** Written problem A **
Please list every place the essay on Giovanni Cavazzon names as somewhere he was born or has lived.
** Written problem B **
Carry on the essay on Giovanni Cavazzon from its last sentence.
---- Source text
|
FRANCO
BATACCHI
from
Cavazzon
at the Mill in the Dolomitic Rock: modern times respect the
crib
Since
I hate writing for the sake of writing and since I only write
about artists who really interest me, my task was actually quite
easy. As I was getting ready to write a “presentation” the one
and only obstacle was that of overcoming the incipit, how to
begin. From the hundreds of different perspectives, where was I
going to start to make things readable and useful for the reader?
The pleasure of getting involved in the works by Giovanni Cavazzon
was overshadowed by this dilemma. The blank page on the computer
awaited my impressions on a wonderful countryside, the well-known
and familiar one of the hills surrounding the Mill in the Dolomite
Rock (Molinetto della Croda).
Cavazzon lives in Udine,
but was actually born in Lombardy: he then lived for a long
time in the noble city ofParma. And his background is not made up
of the vices and habits of Friulan and Veneto painters.
--------
---- Dataset records
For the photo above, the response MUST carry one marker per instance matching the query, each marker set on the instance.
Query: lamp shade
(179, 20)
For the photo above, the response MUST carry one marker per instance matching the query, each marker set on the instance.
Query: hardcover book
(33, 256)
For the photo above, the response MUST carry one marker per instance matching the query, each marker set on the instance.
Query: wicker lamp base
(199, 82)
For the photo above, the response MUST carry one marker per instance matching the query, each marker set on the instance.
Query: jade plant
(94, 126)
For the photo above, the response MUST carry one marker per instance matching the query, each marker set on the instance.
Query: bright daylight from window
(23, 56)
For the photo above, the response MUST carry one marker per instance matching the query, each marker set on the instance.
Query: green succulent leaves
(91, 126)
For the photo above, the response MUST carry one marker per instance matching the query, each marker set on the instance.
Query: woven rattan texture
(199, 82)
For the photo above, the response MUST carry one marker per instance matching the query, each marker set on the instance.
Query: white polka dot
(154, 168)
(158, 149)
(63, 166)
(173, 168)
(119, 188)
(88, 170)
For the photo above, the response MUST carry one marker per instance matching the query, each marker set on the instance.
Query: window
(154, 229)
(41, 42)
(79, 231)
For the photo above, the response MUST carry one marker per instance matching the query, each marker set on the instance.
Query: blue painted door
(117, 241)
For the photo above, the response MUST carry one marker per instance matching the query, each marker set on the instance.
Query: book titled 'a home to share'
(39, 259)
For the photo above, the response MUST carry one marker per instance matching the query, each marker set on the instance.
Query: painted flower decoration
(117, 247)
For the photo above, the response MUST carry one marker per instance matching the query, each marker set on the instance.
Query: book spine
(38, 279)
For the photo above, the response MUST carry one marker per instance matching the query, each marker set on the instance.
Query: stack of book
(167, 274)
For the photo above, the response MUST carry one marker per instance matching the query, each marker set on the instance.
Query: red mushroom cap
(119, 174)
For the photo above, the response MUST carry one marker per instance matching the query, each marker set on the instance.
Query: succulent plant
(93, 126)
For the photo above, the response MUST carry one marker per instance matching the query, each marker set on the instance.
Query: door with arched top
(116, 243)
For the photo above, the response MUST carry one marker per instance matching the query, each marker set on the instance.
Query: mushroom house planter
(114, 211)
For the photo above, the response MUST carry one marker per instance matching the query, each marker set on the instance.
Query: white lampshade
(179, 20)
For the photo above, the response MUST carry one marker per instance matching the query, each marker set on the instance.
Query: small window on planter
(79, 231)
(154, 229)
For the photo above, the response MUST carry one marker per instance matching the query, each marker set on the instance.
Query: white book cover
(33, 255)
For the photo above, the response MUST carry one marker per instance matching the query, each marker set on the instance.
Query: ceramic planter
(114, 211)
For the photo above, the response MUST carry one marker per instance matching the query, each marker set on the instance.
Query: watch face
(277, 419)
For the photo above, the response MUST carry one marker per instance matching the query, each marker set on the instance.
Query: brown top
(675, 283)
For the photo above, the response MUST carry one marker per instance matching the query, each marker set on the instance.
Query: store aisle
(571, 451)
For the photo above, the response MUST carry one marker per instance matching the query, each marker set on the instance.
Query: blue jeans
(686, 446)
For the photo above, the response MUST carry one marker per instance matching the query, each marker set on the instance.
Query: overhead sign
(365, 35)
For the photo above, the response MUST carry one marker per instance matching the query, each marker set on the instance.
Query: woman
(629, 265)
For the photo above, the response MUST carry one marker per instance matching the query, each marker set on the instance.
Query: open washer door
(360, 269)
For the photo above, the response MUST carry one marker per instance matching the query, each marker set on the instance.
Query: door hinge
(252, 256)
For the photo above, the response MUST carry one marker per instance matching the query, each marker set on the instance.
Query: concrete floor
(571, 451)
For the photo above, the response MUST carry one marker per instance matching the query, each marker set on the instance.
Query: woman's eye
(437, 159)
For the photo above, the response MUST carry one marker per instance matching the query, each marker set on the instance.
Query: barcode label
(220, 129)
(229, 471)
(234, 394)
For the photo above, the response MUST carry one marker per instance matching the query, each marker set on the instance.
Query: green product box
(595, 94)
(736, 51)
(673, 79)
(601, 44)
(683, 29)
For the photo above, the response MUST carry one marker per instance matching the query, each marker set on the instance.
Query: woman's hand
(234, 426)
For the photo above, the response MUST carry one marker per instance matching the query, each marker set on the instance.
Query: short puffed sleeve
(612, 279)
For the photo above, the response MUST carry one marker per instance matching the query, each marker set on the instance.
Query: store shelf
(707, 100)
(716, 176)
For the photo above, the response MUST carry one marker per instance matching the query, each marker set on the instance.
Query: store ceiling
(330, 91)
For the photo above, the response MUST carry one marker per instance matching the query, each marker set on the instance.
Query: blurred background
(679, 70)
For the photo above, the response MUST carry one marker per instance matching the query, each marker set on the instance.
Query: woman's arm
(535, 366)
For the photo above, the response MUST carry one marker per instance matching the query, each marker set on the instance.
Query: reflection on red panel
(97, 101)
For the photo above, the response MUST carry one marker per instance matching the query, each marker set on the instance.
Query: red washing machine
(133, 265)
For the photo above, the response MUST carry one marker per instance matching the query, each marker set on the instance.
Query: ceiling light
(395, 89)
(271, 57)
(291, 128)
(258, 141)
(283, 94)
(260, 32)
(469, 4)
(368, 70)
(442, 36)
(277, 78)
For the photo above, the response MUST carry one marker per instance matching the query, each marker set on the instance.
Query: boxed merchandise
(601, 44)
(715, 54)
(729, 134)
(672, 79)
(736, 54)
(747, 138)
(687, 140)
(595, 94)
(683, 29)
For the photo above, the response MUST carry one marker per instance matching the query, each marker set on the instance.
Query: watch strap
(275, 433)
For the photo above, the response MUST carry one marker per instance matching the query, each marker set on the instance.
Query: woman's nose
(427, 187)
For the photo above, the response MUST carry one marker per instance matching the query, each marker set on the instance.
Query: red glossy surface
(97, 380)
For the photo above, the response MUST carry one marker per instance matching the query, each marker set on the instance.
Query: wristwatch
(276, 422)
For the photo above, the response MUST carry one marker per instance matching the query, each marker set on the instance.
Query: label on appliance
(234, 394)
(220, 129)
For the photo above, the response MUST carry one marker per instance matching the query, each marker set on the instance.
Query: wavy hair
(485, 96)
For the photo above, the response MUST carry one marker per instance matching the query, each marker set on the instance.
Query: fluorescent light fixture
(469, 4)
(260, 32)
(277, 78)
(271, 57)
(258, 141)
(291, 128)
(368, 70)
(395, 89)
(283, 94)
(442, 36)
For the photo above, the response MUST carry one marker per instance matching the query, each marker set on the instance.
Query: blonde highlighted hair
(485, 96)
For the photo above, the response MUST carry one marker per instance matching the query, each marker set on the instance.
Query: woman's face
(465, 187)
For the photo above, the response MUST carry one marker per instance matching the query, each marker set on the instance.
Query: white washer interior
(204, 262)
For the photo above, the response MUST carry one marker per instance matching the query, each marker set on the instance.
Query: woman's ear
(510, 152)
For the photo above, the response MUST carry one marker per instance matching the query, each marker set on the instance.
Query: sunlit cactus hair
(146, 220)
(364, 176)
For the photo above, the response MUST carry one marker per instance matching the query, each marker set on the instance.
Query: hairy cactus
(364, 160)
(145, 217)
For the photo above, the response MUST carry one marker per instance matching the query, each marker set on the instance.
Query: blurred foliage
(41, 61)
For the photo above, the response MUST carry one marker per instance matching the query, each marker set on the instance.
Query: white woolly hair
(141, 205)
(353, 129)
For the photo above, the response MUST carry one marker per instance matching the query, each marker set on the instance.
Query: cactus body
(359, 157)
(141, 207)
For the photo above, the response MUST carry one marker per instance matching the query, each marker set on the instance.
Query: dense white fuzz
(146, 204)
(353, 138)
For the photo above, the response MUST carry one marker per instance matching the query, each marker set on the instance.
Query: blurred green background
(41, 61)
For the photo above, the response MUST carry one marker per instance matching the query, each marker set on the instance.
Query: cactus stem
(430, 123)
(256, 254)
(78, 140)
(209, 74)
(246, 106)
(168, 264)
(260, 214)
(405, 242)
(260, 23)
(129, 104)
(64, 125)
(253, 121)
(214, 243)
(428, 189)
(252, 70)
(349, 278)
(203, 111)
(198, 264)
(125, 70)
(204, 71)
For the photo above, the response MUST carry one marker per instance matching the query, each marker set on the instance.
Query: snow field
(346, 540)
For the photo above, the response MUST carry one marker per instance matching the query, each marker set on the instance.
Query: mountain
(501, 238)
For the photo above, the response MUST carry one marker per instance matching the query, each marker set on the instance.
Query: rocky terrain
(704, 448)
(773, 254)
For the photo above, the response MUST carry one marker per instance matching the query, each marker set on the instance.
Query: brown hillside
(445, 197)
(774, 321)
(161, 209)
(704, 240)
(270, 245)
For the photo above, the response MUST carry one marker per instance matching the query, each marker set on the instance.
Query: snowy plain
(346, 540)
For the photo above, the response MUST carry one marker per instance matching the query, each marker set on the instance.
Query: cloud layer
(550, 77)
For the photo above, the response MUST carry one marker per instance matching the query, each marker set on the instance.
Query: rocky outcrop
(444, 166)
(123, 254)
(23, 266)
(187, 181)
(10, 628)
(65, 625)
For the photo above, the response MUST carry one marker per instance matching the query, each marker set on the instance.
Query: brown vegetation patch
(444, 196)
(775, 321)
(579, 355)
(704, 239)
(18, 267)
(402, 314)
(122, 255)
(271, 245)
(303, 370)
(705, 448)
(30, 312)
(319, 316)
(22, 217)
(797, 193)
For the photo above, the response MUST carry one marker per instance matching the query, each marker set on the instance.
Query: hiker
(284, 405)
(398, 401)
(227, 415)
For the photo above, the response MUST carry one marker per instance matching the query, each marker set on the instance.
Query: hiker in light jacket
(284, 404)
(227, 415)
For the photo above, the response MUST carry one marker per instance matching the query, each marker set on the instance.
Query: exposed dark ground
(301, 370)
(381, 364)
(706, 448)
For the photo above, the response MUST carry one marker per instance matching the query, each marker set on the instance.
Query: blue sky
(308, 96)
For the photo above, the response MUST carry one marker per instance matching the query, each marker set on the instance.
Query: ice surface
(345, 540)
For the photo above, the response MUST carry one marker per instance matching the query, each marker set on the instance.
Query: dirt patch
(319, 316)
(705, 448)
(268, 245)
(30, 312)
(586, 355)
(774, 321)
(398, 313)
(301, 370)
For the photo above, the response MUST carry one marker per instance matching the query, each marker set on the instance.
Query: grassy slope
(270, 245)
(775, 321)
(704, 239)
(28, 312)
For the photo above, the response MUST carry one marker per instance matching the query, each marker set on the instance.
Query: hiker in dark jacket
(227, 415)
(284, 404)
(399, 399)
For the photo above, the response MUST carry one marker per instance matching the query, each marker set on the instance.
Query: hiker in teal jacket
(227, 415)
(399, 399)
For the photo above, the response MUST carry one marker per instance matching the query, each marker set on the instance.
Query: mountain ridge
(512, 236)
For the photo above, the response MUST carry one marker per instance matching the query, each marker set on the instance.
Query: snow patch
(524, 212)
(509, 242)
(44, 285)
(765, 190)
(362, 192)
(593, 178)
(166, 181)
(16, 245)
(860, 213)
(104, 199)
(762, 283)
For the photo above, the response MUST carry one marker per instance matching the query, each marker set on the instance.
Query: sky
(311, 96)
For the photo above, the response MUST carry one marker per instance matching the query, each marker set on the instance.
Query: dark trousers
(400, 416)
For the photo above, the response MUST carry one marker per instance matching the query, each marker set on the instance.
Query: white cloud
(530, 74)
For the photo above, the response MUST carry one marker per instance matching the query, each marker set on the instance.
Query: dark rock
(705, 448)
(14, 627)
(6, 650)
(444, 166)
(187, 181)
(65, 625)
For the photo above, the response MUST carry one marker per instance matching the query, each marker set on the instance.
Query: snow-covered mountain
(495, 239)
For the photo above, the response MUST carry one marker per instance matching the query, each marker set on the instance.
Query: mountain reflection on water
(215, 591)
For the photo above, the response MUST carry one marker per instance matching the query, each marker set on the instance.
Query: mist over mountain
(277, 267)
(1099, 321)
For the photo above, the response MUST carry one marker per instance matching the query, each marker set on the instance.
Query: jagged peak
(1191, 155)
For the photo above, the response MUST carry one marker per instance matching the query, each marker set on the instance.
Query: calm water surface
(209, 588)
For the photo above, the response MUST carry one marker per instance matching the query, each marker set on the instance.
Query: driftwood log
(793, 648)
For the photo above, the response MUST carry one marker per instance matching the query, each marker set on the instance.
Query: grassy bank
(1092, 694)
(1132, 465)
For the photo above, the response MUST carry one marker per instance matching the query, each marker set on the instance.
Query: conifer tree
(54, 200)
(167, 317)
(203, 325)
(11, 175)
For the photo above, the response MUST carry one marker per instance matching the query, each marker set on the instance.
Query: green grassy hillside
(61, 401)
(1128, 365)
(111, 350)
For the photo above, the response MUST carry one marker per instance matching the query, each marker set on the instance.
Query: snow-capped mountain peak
--------
** Written reply A **
Udine, Lombardy, Parma

** Written reply B **
I was afraid that my friend’s talent as a sketcher would have
induced him to a highly descriptive analysis of landscapes. I
discovered instead that – given the cycle of themes unusual for
him – he was able to keep the story within that vital limit of
evocation which represents the necessary threshold of poetic
communication, and which one should not go beyond.
He placed
great importance on expository locations – that miraculous
apparition that seems to materialize from an eclogue by Andrea
Zanzotto – where he exhibited “countrysides” which are not
mere copies of real places: Cavazzon has recreated a new microcosm
lacking any truth since all which is superfluous has been
eliminated evoking the perfect reality in his and our imagination
and thus establishing a line of communication.
Similar to the
mill, Cavazzon has observed every little thing and everything he
has seen and perceived has been finely ground. It would be very
unlikely to have the chance to have a brief but so rich, precise
and significant experience like this one. In the corner of the
Nativity which is mirrored in the crystal pond at the foot of the
waterfall, the modern world has quietly stepped in with all the
due respect to the testimonies of the real story, which is not the
bookish chronicles of dates and battles, but of the hard everyday
heroisms of human toil.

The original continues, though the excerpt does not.